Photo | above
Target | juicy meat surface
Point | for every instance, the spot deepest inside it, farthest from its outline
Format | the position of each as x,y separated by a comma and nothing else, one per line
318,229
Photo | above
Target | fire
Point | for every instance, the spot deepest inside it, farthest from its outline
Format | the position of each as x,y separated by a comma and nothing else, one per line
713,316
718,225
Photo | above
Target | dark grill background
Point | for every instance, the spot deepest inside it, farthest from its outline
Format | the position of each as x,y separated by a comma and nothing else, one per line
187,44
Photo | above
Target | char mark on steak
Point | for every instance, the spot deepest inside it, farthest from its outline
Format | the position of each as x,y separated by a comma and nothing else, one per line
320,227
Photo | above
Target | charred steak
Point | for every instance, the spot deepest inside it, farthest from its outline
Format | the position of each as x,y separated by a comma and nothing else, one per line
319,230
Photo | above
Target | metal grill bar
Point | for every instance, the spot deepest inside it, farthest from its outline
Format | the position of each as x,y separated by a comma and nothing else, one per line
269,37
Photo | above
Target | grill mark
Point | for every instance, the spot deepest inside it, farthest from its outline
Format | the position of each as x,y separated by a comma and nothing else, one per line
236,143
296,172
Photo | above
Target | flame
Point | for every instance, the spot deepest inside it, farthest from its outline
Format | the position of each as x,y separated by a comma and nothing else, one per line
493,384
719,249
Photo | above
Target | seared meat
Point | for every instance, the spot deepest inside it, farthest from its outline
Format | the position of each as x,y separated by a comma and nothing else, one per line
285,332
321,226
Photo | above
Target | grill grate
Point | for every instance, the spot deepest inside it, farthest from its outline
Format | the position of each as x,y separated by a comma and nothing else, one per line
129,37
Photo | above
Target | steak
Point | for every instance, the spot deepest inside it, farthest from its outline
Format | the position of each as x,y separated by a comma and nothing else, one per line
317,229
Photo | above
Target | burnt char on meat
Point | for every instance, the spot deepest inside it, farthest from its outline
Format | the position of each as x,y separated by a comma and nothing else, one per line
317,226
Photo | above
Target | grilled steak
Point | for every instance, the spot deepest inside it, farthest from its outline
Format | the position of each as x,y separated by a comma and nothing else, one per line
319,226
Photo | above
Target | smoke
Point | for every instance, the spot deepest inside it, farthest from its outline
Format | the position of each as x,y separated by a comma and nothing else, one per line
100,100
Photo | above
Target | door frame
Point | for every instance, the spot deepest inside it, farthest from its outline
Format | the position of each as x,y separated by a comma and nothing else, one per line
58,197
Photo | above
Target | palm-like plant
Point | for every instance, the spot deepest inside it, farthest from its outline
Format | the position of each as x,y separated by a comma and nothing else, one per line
# # # #
■ **Instructions to follow**: Gather every line from the listing above in which "steak" appears, and copy those lines.

■ **Expected answer**:
Target | char mark on steak
Target | charred steak
Target | steak
Target | grilled steak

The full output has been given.